Can you rewrite the records below as a numbered list, starting at their first line and stopping after the line that contains "[380,104,400,128]", with blank lines left out?

• _Data shown_
- - - - -

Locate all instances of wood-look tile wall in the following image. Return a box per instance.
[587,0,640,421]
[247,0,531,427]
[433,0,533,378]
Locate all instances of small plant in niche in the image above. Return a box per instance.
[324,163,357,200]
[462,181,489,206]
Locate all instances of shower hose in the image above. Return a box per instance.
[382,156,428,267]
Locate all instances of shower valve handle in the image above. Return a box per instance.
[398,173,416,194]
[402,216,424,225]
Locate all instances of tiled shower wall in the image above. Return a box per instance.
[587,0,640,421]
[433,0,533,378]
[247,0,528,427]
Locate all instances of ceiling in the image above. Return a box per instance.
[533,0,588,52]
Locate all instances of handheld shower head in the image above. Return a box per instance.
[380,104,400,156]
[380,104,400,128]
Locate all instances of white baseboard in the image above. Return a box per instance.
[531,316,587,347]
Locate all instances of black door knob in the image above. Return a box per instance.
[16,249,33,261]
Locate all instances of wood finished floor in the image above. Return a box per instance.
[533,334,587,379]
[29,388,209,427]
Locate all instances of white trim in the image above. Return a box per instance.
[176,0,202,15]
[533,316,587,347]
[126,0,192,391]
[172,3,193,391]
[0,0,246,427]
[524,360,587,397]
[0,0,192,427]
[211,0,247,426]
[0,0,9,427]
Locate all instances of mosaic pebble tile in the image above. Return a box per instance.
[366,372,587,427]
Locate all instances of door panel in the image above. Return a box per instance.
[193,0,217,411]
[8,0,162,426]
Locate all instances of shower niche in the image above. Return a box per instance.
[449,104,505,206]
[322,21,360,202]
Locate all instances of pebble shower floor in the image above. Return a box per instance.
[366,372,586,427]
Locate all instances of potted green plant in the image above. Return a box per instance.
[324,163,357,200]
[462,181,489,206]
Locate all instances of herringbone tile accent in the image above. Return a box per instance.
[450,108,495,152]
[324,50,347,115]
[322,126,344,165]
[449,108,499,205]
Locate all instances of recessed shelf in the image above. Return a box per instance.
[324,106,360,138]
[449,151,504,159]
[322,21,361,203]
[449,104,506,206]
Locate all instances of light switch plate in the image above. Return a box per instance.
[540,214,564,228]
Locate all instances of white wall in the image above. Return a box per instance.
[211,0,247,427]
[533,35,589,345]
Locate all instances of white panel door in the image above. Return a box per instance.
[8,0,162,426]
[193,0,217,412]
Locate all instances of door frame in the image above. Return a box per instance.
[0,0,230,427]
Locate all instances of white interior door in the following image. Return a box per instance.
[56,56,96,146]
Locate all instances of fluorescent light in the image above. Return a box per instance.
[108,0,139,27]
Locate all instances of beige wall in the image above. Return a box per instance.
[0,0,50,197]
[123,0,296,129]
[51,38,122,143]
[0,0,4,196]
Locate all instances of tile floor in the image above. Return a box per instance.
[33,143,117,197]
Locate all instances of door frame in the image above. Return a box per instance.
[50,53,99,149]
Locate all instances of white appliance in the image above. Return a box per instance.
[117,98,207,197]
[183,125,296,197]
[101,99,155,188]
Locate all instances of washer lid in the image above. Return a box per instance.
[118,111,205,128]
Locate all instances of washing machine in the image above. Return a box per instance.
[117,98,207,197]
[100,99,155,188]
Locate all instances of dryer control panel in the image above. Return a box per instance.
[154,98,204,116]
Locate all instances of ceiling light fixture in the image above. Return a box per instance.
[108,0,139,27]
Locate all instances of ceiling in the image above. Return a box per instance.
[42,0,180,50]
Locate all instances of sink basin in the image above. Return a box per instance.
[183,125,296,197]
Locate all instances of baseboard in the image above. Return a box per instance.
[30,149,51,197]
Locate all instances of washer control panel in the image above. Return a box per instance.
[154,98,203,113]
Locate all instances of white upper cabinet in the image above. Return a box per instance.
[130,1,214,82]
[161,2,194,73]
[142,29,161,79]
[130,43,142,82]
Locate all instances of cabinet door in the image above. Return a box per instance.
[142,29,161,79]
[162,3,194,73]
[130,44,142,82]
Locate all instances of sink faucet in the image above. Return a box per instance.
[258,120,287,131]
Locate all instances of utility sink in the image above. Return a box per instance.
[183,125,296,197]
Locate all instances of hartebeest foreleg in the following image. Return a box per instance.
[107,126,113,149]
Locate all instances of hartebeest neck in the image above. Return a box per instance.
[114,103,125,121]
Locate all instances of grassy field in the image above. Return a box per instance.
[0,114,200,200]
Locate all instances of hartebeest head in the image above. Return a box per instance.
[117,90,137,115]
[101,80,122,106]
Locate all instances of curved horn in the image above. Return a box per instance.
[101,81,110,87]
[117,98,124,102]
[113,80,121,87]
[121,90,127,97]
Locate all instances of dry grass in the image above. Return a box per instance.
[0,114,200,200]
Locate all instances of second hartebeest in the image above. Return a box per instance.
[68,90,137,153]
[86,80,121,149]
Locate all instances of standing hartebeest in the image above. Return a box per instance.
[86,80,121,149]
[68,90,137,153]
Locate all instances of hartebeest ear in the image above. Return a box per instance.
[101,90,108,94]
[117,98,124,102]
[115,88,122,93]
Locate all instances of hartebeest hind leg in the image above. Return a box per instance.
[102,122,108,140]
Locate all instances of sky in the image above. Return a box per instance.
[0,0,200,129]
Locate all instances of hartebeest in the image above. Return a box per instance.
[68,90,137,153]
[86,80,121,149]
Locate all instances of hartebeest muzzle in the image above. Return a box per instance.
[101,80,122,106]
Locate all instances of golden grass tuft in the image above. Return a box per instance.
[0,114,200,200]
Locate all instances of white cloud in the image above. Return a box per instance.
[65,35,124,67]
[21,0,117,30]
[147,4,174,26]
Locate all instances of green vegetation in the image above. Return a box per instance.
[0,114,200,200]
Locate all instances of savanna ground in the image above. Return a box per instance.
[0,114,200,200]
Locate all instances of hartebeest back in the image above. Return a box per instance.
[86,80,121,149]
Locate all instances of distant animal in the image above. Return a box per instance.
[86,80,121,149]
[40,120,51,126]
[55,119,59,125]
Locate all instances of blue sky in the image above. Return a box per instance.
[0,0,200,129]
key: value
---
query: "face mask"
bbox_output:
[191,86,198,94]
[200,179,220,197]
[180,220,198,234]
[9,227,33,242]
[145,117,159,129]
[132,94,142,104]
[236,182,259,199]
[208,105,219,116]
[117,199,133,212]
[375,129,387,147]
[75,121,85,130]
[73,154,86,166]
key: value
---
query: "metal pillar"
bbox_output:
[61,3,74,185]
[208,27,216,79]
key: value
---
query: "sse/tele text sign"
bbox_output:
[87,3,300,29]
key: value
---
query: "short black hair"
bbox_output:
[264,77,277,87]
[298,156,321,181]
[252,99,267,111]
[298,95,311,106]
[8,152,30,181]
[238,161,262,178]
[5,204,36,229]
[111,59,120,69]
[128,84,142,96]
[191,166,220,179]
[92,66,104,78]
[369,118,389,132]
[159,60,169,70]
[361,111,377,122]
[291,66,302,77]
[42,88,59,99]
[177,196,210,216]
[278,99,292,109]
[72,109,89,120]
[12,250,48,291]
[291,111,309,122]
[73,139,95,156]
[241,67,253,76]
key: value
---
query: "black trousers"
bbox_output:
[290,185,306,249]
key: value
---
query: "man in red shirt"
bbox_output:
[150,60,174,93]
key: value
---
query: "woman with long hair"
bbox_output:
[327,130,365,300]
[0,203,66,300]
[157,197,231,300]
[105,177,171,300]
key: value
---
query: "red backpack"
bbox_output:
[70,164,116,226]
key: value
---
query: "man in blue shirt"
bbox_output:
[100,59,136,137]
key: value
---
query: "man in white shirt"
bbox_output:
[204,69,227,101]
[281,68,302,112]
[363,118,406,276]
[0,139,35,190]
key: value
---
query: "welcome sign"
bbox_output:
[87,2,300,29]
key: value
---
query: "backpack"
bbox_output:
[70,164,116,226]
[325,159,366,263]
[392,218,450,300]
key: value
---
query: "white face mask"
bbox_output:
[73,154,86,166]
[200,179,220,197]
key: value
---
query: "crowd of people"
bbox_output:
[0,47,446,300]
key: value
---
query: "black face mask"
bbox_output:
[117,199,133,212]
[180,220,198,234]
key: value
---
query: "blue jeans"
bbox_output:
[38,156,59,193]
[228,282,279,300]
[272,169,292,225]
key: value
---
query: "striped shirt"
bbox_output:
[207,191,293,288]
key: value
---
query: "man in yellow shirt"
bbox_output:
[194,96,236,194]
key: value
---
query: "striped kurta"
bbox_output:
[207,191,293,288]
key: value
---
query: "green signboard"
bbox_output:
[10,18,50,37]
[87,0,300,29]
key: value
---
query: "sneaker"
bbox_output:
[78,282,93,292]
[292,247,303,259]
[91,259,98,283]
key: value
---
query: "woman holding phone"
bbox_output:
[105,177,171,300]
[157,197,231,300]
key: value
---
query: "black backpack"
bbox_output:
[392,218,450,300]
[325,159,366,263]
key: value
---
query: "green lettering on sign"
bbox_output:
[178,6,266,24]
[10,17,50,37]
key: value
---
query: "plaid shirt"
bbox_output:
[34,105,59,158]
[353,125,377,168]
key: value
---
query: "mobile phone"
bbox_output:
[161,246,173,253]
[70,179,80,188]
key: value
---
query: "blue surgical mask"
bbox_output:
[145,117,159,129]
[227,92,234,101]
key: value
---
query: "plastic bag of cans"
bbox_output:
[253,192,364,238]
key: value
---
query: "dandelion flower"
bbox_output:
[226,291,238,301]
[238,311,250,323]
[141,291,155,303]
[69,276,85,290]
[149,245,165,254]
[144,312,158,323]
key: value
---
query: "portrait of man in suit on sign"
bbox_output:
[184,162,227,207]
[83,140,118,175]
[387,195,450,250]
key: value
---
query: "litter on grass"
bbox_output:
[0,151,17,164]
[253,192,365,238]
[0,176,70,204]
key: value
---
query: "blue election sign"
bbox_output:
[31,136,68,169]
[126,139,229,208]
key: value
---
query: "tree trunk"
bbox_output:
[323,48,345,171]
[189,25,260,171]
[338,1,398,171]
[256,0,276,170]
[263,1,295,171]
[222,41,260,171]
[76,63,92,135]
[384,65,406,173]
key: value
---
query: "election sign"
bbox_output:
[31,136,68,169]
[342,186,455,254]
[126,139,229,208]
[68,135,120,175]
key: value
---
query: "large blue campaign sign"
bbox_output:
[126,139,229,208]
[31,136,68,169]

- - - - -

• _Answer_
1. Locate all instances of wood-look tile wall in the following image. Return a box per instance.
2. [587,0,640,421]
3. [247,0,531,427]
4. [433,0,533,378]
5. Locate all instances of small plant in niche in the image above. Return a box per instance.
6. [324,163,357,200]
7. [462,181,489,206]
8. Locate all instances of shower hose in the image above. Return a box per instance.
9. [382,156,428,267]
10. Locate all instances of shower valve handle in the image above. Return a box per instance.
11. [398,173,416,194]
12. [402,216,424,225]
13. Locate all instances of tiled shower wall in the image above. Return a box per instance.
14. [587,0,640,421]
15. [433,0,533,378]
16. [247,0,528,427]
17. Locate all instances of ceiling in the image above. Return a box per instance.
18. [533,0,588,52]
19. Locate all instances of handheld shower head in the image above. Return a box per instance.
20. [380,104,400,156]
21. [380,104,400,128]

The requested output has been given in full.